━━━ PROVIDED TEXT

Effective negotiation with the Soviet Union depends, of course, upon many things other than military power and our sense of world purpose. It requires, for example, ever greater cohesion and the development of common programs in the free world.

This is well illustrated by the problem of East-West trade. Since about 1954 there has been a manifest increase in Soviet efforts to promote such interchange and to win general acceptance for it. Extolling the benefits of enlarged trade has become as ritualistic a part of the pronouncements of all Soviet bloc visitors to the free world as has proclaiming their zeal for peace. So far this effort has been more impressive in trend than in size. In 1952 only 2 percent of the total trade of free-world nations consisted of imports from or exports to Communist bloc countries. In 1958 and 1959 the figure rose to about 3.5 percent. The trend is obviously on the rise, although it should be noted that the 1958-59 level represents merely a return to the relative weight of East-West trade in 1947 and 1948.

━━━━━━
━━━ SOURCE EXCERPT

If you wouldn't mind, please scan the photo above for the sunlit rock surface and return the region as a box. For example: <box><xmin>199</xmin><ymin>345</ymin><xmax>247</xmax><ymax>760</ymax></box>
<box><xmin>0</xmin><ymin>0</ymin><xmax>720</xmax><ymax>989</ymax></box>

━━━━━━

**CHALLENGE**. Resume the passage on East-West trade with the Soviet bloc, picking up right after its final sentence. The listing has nothing to do with the next step.

**RESPONSE**.
Even if the upward trend continues, the problem will hardly be one of domination by volume. The potential for disruption lies rather in the fact that, unlike free-world trade, Soviet bloc trade is conducted entirely by state trading monopolies operating under close foreign office direction. It is no accident, then, that such trade tends to be highly concentrated upon a relatively few countries, which, by location or political vulnerability, appear to offer promising opportunity for Communist penetration. In 1958, for eight countries--Egypt, Afghanistan, Iceland, Syria, Jugoslavia, Iran, Finland and Turkey--trade with the Soviet bloc represented from 25 to 45 percent of their total foreign trade. Since in the Soviet bloc economic decisions are dominated by political motivations, it is obvious that the countries so involved are vulnerable to pressures, even to a kind of political blackmail.

I have outlined elsewhere, in some detail, cases in which Soviet trade has been conducted upon terms that constituted a serious threat to the stability of the world price structure in fields such as tin and aluminum. I have cited also numbers of other ways in which the monopolistic Soviet bloc trading agencies have violated the regulations painfully built up over the years to assure equitable working of the free-world trading system, and incorporated in the General Agreement on Tariffs and Trade (GATT). These have included cases like the Soviet purchase, with much fanfare, of Egyptian long-staple cotton, only to dump it in Egypt's normal European markets at less than Egyptian prices; and cases demonstrating that discriminatory prices charged to various customers are the general rule of Soviet bloc transactions.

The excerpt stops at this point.